WORK INSTRUCTIONS: Copy the following lines without any changes.

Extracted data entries
####

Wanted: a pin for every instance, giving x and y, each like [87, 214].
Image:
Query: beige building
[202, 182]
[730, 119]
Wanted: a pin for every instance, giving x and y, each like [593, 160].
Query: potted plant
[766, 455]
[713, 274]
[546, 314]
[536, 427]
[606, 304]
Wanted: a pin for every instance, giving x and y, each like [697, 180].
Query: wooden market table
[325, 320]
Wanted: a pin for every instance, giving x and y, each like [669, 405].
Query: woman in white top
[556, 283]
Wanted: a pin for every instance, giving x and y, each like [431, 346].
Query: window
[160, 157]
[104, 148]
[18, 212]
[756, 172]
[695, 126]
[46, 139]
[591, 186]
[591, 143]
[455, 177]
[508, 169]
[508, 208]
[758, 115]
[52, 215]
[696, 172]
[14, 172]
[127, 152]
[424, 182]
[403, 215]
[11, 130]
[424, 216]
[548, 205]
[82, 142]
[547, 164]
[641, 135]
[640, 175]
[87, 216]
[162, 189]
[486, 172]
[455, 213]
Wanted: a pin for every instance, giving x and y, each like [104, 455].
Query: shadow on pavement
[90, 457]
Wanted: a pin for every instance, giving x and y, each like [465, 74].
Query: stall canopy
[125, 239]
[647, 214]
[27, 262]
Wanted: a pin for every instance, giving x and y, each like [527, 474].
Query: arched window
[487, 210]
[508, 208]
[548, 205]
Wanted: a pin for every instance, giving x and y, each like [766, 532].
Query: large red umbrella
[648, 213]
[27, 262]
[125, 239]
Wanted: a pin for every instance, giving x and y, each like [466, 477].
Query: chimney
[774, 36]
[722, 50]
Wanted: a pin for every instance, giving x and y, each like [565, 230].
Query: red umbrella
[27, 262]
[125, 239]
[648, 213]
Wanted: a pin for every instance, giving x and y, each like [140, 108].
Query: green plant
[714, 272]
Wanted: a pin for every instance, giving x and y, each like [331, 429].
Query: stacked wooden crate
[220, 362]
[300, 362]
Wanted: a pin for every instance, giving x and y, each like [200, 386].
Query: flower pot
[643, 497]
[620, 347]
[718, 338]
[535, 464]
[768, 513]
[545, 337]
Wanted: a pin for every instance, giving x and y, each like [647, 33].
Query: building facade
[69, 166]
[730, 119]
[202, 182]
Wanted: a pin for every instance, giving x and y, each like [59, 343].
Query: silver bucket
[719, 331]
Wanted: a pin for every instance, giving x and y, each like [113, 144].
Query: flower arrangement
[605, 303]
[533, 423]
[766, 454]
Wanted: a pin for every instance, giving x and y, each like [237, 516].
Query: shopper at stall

####

PROBLEM SOLUTION:
Wanted: a pin for every instance, giving x and y, each like [87, 214].
Image:
Query: beige building
[202, 182]
[730, 119]
Wanted: a pin for every instance, giving x and y, each like [593, 160].
Query: potted plant
[766, 455]
[713, 274]
[546, 314]
[536, 427]
[606, 304]
Wanted: a pin for every instance, giving x and y, each like [697, 180].
Query: wooden market table
[325, 320]
Wanted: a pin for every instance, giving x and y, each like [669, 405].
Query: woman in white top
[556, 283]
Wanted: a pin for every instance, giving x and y, each like [431, 346].
Query: window
[160, 157]
[104, 148]
[18, 212]
[756, 172]
[695, 126]
[46, 139]
[591, 186]
[591, 143]
[455, 177]
[508, 169]
[508, 208]
[758, 115]
[52, 215]
[696, 172]
[14, 172]
[127, 152]
[424, 182]
[403, 215]
[11, 130]
[424, 216]
[548, 205]
[82, 142]
[547, 164]
[641, 135]
[640, 175]
[87, 216]
[162, 189]
[486, 172]
[455, 213]
Wanted: a pin for every instance, giving x and y, each like [104, 455].
Query: shadow on pavement
[90, 457]
Wanted: a pin for every instance, giving x and y, each like [465, 74].
Query: stall canopy
[125, 239]
[647, 214]
[27, 262]
Wanted: a pin for every instance, giving x and y, each like [527, 474].
Query: arched window
[487, 210]
[508, 208]
[548, 205]
Wanted: a pin for every instance, giving x and y, each like [766, 532].
Query: large red umbrella
[648, 213]
[27, 262]
[125, 239]
Wanted: a pin for every instance, giving x and y, each like [466, 477].
Query: chimney
[774, 36]
[722, 50]
Wanted: a pin for every instance, giving x and y, each like [565, 230].
Query: red umbrella
[27, 262]
[125, 239]
[648, 213]
Wanted: a pin for every instance, giving x and y, each like [140, 108].
Query: green plant
[714, 272]
Wanted: a pin for every instance, giving x and y, each like [331, 429].
Query: stacked wooden crate
[220, 362]
[300, 362]
Wanted: a pin for every instance, giving x and y, each like [200, 386].
Query: flower pot
[643, 497]
[620, 347]
[718, 338]
[535, 464]
[768, 513]
[545, 337]
Wanted: a pin for every instance, giving x and y, each like [647, 33].
Query: building facade
[69, 166]
[730, 119]
[202, 182]
Wanted: a pin for every instance, giving x and y, each like [59, 343].
Query: silver bucket
[719, 331]
Wanted: a pin for every instance, giving x and y, each like [113, 144].
Query: flower arrangement
[605, 303]
[533, 423]
[766, 454]
Wanted: a pin for every instance, giving x and y, each like [237, 516].
Query: shopper at stall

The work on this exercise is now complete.